### PROMPT
Recast the lines of every entry below as a JSON list of strings with one string per line, skipping blank lines and leaving the pictures out.

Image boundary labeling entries
start

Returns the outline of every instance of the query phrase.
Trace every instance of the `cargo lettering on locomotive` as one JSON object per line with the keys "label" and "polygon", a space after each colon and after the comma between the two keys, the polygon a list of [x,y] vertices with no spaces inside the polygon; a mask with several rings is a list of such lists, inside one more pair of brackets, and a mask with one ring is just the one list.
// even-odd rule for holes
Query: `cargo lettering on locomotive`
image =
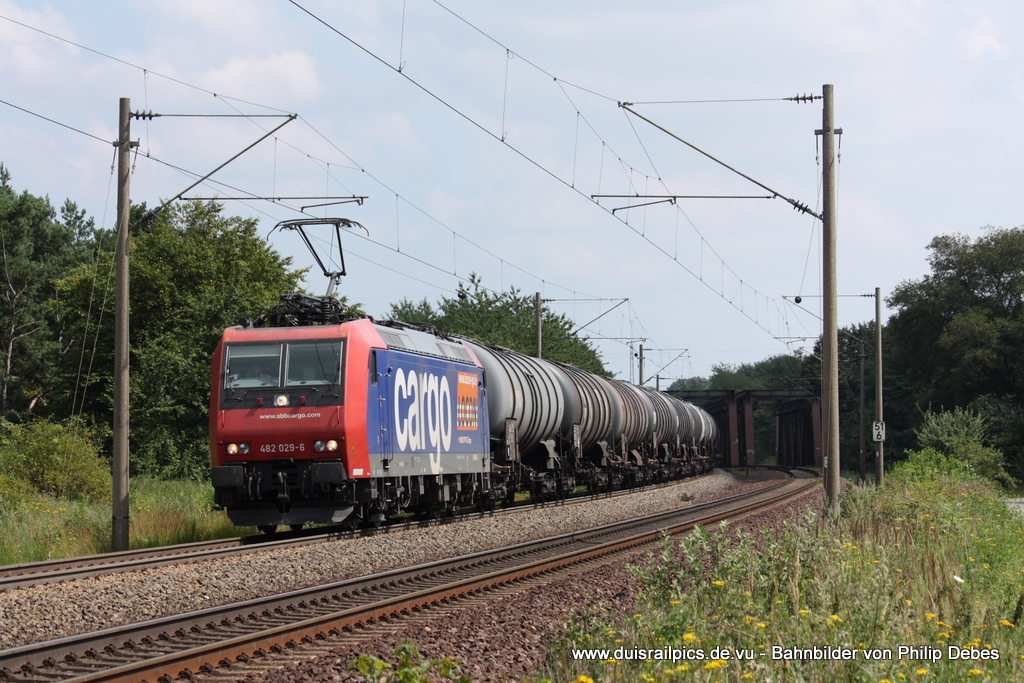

end

### COMPLETE RESPONSE
[
  "Returns the outline of every instance of the query phrase.",
  "Trace every instance of the `cargo lettering on locomotive` as one JSON object per line with the keys \"label\" and \"polygon\", a space after each colon and after the comma between the two keys, the polygon a list of [x,y] vertices with no spaces inside the polygon; a mask with several rings is a list of such lists, inside one more pair of brackets, and a mask with one ring is just the one list.",
  "// even-odd rule for holes",
  "Query: `cargo lettering on locomotive`",
  "image ="
]